-------- Records supplied

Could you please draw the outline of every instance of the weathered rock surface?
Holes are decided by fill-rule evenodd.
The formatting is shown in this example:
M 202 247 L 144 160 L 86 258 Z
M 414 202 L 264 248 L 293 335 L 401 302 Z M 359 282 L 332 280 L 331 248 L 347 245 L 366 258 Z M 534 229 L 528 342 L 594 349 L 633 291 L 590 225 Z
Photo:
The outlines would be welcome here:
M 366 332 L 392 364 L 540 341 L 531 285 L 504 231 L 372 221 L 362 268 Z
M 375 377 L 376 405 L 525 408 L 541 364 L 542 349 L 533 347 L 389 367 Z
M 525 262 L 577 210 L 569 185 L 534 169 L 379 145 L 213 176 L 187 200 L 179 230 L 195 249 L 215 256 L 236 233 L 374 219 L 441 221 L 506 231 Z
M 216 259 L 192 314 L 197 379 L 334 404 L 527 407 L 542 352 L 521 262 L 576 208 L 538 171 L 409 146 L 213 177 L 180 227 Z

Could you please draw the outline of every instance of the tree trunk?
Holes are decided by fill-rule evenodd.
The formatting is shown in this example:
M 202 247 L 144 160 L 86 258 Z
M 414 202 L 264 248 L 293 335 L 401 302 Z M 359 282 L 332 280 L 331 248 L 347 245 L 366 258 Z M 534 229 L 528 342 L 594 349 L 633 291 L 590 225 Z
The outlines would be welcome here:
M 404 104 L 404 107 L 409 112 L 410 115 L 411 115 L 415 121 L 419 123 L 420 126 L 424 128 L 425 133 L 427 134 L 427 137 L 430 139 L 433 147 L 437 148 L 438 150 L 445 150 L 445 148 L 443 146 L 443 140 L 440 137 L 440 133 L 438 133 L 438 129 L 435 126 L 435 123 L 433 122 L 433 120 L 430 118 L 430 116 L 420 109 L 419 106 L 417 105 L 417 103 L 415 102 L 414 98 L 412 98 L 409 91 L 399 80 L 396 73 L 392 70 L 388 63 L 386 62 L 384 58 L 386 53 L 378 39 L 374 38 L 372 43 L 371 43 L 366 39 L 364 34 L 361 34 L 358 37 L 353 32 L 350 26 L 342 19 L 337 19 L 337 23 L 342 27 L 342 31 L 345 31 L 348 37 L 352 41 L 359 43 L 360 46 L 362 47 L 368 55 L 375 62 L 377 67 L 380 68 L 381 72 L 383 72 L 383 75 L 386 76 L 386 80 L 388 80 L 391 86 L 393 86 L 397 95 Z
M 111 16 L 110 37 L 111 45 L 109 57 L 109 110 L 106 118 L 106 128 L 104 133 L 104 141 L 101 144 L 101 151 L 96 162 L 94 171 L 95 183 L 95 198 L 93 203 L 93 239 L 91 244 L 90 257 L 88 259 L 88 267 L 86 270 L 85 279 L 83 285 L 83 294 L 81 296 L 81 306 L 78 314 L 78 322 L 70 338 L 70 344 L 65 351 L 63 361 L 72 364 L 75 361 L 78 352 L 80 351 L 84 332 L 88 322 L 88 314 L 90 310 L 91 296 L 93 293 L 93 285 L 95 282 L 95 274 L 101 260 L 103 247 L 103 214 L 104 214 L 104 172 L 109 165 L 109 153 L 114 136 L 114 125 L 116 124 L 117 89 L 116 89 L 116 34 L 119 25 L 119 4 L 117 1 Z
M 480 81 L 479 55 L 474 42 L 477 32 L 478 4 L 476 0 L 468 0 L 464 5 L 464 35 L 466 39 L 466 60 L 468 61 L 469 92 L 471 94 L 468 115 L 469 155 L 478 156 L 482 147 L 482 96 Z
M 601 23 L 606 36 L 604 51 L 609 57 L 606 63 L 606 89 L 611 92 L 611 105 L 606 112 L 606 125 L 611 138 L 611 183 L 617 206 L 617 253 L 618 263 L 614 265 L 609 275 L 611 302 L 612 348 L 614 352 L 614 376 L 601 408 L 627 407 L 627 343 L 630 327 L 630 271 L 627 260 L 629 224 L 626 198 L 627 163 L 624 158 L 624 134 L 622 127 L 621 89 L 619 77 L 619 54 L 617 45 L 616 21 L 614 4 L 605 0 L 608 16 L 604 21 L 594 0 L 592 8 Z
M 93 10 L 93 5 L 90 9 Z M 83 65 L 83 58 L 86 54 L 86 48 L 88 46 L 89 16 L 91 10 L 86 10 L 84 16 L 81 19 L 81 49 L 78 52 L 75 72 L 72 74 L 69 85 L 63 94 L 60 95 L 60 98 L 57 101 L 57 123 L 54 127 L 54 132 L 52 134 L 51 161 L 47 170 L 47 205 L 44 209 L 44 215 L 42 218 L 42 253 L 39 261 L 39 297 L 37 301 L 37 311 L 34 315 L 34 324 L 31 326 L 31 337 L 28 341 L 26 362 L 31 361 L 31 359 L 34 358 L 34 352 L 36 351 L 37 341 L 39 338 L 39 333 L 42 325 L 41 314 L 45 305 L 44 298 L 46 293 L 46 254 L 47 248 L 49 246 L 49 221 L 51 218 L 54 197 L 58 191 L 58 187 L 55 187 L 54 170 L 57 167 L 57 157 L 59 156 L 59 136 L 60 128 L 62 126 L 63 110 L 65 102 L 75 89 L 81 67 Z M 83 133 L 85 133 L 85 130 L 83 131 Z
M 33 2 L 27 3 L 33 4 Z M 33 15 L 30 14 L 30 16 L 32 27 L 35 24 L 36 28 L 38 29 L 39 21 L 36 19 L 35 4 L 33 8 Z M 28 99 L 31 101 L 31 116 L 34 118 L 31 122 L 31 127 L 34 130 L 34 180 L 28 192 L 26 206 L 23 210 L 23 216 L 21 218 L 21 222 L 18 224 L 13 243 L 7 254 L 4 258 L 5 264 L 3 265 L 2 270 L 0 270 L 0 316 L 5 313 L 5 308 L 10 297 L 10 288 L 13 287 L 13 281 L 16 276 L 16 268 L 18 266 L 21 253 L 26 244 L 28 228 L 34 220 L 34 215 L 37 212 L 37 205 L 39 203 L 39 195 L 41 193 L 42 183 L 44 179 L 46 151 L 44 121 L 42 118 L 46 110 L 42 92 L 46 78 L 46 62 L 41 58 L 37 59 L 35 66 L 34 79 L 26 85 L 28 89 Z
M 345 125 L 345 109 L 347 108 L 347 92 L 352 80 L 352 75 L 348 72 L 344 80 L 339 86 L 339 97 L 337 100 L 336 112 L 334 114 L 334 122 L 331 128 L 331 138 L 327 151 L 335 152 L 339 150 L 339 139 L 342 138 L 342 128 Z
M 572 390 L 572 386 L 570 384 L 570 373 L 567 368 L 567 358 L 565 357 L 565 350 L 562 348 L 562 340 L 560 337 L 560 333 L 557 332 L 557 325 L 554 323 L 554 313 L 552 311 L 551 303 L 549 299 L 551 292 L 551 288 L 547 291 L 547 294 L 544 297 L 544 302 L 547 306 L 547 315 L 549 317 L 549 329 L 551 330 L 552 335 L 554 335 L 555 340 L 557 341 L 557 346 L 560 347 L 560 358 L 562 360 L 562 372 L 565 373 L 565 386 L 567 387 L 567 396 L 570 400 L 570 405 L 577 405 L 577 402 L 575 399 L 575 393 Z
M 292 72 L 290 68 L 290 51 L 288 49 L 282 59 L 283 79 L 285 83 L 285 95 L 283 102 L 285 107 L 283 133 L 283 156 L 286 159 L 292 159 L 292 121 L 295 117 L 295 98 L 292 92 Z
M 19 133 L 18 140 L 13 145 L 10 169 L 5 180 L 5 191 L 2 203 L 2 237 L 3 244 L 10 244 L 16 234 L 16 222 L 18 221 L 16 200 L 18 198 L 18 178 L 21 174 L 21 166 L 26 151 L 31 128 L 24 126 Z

----------------
-------- Records supplied

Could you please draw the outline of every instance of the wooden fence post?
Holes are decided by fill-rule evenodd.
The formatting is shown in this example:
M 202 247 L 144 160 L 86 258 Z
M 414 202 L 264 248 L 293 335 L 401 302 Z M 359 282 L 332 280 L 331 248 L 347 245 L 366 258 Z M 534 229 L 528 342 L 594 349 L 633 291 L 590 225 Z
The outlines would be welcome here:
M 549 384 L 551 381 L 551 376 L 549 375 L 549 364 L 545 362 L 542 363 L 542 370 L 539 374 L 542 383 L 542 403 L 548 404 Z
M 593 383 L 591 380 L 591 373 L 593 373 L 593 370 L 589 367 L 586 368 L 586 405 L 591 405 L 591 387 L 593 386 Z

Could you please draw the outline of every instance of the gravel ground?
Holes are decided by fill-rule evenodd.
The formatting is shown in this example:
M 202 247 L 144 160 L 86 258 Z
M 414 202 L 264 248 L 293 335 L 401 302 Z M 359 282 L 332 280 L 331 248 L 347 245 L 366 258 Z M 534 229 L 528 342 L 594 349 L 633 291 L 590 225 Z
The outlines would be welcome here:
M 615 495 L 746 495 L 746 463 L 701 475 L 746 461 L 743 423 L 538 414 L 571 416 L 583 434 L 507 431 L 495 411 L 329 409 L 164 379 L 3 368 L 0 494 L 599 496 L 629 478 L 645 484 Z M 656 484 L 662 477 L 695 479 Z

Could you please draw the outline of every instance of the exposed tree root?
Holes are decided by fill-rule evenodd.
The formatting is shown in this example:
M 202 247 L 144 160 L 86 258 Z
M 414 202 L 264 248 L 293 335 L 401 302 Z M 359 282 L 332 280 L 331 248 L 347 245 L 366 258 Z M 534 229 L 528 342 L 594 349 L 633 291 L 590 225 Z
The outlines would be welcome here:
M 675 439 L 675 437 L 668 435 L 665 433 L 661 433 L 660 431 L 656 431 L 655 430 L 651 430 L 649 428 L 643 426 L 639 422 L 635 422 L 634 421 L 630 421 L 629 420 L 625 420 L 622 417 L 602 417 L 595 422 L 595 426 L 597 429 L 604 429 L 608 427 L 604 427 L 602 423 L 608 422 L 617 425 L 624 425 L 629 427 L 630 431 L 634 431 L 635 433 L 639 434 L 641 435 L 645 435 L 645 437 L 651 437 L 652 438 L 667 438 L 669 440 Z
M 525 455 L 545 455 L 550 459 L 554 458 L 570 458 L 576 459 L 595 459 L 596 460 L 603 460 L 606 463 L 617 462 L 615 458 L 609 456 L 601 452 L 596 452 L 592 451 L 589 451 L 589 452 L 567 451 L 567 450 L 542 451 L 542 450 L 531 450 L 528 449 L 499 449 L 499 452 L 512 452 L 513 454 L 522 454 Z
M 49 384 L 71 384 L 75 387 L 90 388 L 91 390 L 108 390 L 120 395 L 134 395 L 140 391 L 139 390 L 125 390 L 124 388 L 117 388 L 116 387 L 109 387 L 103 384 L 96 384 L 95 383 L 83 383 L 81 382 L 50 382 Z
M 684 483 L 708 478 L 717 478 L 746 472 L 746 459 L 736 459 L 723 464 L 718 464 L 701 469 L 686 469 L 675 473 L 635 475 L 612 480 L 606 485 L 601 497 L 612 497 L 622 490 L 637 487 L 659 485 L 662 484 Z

----------------

Copy out the items from the line that contains "the tree trunk?" through the line that contains "M 480 81 L 479", requests included, scaling every outline coordinate in the answers by 1.4 and rounding to whole numbers with halves going up. Leave the requests and their format samples unchanged.

● **Result below**
Could you please draw the outline of every instance of the tree trunk?
Holes are decided by fill-rule evenodd.
The formatting is shown in this example:
M 202 247 L 144 160 L 86 258 Z
M 414 202 L 264 248 L 293 335 L 401 302 Z M 359 282 L 332 280 L 331 248 L 347 245 L 366 258 Z M 534 229 L 528 342 L 594 349 L 633 291 L 590 225 Z
The outlines would be welcome here:
M 566 146 L 566 150 L 573 157 L 574 161 L 575 161 L 581 169 L 587 172 L 588 176 L 594 179 L 595 186 L 598 188 L 598 192 L 602 195 L 606 206 L 612 207 L 613 210 L 623 210 L 623 207 L 620 204 L 620 196 L 616 192 L 616 186 L 613 186 L 613 181 L 609 176 L 609 172 L 606 171 L 606 168 L 602 165 L 602 162 L 588 153 L 587 148 L 584 147 L 584 144 L 581 143 L 580 137 L 577 137 L 573 127 L 559 112 L 554 102 L 549 98 L 543 88 L 540 87 L 538 81 L 540 74 L 529 55 L 524 53 L 521 60 L 519 60 L 512 55 L 510 48 L 505 48 L 501 52 L 494 45 L 490 36 L 479 27 L 472 27 L 472 32 L 479 38 L 479 43 L 483 43 L 487 52 L 493 57 L 503 60 L 504 64 L 507 66 L 515 77 L 525 87 L 528 94 L 532 95 L 533 101 L 536 101 L 536 105 L 540 106 L 540 112 L 543 112 L 547 120 L 550 120 L 556 133 Z
M 155 22 L 154 52 L 155 63 L 153 80 L 153 154 L 148 165 L 148 179 L 146 186 L 146 197 L 141 202 L 141 211 L 134 227 L 132 239 L 133 256 L 133 277 L 130 284 L 130 335 L 127 342 L 126 360 L 123 363 L 123 374 L 120 378 L 119 391 L 116 399 L 116 412 L 113 414 L 113 428 L 109 440 L 109 451 L 98 473 L 98 482 L 91 491 L 88 505 L 101 510 L 105 505 L 109 493 L 112 491 L 118 465 L 123 451 L 123 440 L 126 434 L 127 414 L 130 410 L 130 399 L 133 395 L 133 384 L 141 364 L 144 346 L 144 300 L 146 300 L 146 241 L 153 231 L 153 214 L 160 190 L 160 175 L 162 174 L 164 125 L 162 125 L 162 48 L 167 35 L 167 6 L 164 1 Z
M 672 113 L 671 77 L 664 59 L 668 45 L 669 6 L 666 0 L 655 0 L 650 7 L 650 49 L 652 55 L 652 84 L 655 85 L 657 129 L 659 132 L 655 161 L 657 217 L 669 218 L 675 206 L 675 134 Z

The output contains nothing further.